(Data entries)
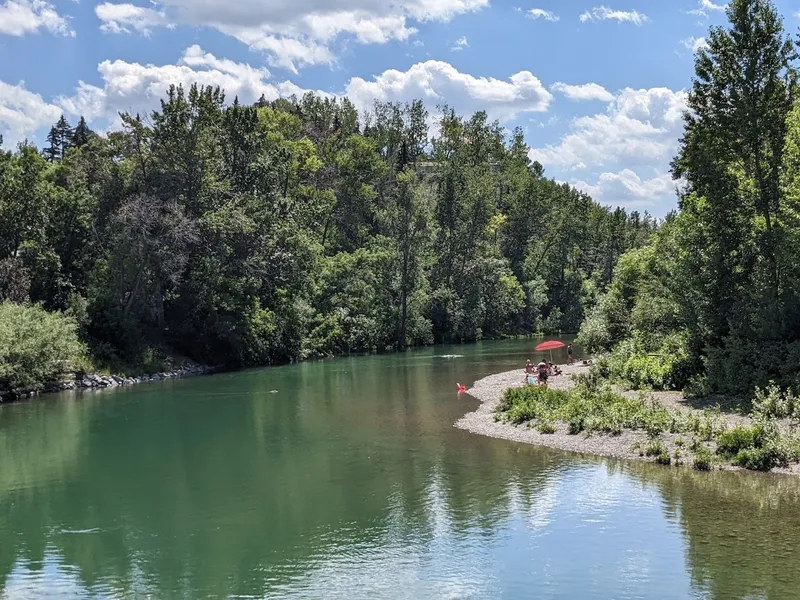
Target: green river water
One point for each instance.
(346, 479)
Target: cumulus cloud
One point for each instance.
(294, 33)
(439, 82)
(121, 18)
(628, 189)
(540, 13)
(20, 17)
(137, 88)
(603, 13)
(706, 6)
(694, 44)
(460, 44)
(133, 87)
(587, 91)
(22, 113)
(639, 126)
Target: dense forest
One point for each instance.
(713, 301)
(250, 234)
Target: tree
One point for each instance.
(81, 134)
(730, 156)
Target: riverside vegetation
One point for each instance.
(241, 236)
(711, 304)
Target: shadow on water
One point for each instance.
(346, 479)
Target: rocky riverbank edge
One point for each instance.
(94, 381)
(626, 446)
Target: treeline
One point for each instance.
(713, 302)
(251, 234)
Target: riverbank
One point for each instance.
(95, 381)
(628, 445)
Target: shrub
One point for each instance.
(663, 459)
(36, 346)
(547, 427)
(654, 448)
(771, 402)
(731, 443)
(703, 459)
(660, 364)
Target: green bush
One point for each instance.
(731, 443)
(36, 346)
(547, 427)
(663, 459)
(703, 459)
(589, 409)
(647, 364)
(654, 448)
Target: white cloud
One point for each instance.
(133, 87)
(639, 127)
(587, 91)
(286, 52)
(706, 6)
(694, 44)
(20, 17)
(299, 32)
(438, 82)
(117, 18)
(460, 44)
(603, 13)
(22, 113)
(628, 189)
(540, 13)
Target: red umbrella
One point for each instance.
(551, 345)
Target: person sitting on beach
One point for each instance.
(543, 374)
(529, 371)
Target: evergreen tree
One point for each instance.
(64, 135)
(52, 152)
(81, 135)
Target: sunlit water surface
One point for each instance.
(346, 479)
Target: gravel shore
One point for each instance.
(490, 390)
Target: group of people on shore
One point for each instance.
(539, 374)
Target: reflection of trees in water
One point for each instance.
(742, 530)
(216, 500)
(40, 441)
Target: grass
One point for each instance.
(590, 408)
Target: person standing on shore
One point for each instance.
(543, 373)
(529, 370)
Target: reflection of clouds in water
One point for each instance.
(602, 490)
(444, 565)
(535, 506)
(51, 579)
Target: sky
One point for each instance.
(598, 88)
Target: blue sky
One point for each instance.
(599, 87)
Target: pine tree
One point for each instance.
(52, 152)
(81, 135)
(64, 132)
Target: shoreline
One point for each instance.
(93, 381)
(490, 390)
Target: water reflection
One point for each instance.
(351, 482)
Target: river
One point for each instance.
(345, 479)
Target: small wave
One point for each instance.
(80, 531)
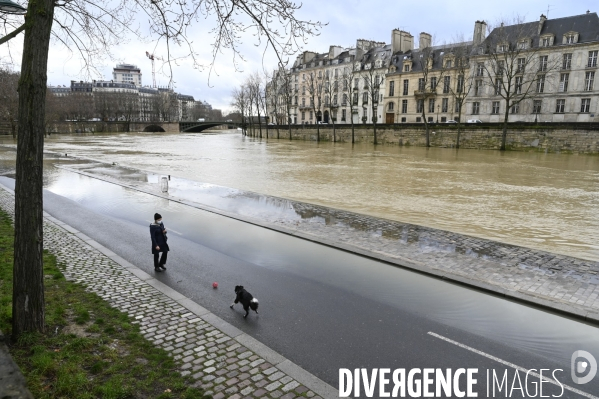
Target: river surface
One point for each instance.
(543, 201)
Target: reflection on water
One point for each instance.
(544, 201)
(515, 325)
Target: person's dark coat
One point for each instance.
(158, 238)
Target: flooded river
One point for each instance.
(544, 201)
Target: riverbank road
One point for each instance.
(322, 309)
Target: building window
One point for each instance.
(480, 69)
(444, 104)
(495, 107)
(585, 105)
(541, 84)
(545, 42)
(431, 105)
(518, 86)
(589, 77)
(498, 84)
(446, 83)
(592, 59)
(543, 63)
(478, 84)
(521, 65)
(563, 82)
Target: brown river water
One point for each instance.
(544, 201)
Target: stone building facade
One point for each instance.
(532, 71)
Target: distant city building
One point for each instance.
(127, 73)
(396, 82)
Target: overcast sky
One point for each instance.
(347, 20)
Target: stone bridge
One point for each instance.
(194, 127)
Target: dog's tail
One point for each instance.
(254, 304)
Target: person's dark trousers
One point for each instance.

==

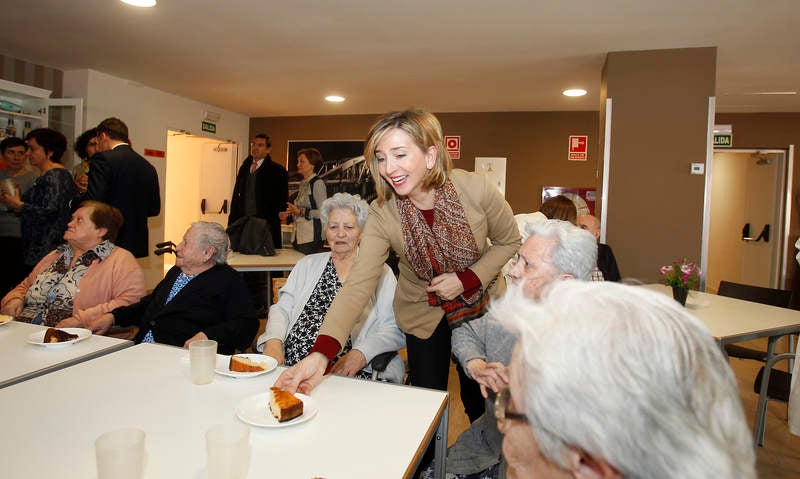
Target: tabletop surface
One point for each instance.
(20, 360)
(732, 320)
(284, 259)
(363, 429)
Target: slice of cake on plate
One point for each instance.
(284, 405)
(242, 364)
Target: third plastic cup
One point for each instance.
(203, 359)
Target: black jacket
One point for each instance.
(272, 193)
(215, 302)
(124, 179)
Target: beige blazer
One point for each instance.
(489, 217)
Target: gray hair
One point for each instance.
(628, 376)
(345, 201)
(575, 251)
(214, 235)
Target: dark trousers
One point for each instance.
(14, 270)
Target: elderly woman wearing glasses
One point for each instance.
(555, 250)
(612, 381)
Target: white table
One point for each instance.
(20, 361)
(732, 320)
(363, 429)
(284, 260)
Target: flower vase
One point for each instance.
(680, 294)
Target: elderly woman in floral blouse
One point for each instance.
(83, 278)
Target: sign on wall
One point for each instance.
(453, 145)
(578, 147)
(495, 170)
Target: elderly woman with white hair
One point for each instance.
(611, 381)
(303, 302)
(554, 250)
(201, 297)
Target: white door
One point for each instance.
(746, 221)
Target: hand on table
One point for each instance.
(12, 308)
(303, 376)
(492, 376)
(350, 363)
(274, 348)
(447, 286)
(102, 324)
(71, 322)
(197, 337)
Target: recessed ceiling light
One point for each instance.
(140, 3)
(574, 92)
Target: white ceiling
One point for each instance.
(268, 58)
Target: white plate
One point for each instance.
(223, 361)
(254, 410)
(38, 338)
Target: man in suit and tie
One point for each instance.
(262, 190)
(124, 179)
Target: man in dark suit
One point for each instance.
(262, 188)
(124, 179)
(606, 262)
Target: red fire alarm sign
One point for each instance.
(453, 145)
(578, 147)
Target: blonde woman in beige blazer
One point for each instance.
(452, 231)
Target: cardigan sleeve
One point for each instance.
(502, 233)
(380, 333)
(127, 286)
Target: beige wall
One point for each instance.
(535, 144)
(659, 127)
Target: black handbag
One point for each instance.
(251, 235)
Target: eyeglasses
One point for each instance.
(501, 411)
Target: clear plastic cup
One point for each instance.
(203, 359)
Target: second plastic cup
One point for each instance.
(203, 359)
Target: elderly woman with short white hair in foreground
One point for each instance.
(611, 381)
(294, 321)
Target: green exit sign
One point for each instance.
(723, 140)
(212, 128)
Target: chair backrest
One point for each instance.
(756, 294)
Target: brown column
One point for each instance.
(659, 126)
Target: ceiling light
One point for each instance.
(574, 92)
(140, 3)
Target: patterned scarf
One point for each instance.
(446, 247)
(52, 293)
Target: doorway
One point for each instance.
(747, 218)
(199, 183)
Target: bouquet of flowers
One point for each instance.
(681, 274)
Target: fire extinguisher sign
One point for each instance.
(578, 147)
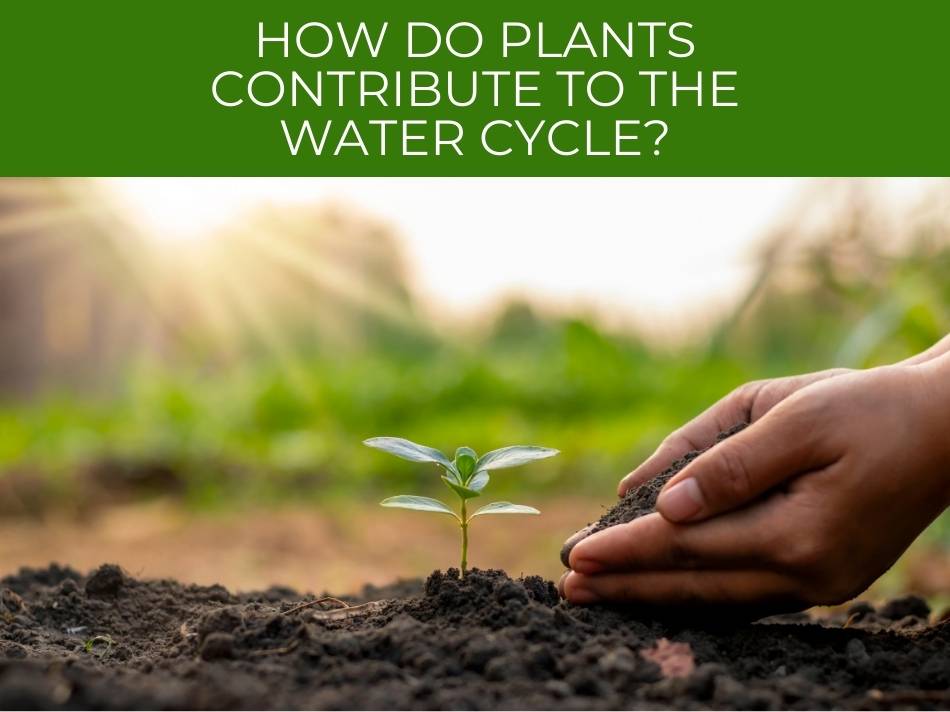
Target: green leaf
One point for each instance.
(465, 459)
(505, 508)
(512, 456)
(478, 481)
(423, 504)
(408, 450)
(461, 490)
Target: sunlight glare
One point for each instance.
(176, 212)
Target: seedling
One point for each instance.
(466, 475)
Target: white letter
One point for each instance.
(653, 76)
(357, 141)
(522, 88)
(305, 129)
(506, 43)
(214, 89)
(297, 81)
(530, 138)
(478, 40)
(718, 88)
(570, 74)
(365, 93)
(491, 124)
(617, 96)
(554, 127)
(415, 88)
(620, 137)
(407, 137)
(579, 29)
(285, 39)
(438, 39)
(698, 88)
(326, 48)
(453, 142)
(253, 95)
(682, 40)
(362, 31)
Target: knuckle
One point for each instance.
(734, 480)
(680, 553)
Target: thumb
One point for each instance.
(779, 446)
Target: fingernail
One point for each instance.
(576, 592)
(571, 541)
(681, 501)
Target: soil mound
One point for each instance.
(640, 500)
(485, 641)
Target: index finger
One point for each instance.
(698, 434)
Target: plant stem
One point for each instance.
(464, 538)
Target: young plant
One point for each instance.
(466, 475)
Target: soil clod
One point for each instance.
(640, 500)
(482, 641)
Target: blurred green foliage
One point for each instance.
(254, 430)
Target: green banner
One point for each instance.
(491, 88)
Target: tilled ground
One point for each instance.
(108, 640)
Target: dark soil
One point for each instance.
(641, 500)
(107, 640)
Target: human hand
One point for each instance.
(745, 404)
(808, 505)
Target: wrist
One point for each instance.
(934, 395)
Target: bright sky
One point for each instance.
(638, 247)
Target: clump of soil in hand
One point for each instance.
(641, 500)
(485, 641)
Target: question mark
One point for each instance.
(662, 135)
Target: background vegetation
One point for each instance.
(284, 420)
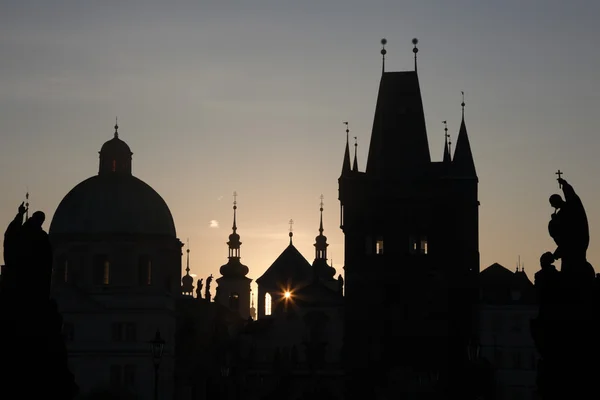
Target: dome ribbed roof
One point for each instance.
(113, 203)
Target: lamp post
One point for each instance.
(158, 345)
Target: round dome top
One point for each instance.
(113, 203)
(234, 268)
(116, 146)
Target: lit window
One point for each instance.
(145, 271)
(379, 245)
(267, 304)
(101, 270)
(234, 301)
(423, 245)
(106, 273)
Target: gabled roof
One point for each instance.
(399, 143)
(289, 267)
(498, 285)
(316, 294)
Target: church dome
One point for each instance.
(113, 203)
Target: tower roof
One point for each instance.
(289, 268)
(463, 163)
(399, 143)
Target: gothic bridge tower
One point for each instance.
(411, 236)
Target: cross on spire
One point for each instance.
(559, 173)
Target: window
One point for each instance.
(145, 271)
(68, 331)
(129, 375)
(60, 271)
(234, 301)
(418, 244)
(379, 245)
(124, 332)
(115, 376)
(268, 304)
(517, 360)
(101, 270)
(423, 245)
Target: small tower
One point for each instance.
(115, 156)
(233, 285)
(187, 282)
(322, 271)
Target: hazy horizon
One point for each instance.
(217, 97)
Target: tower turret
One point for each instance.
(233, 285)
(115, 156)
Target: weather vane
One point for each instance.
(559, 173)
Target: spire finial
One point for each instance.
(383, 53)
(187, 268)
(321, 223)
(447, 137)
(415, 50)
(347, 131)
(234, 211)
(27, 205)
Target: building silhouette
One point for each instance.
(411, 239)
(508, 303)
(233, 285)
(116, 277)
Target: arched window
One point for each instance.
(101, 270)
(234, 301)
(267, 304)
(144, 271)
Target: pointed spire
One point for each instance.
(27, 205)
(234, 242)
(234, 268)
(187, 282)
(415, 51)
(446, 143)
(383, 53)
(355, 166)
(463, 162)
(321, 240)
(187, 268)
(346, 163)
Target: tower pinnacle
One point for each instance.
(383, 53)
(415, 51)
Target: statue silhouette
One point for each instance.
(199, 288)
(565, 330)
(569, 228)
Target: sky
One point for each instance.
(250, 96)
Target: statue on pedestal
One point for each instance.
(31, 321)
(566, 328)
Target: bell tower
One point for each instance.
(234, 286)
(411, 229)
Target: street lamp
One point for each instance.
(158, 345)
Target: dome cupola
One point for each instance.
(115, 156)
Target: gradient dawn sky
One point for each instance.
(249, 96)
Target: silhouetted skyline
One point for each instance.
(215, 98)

Work task: Every line above that has the string "soil" needs to be copied.

Task answer:
Target: soil mound
Target: soil clod
Target: dark soil
Target: clump of soil in hand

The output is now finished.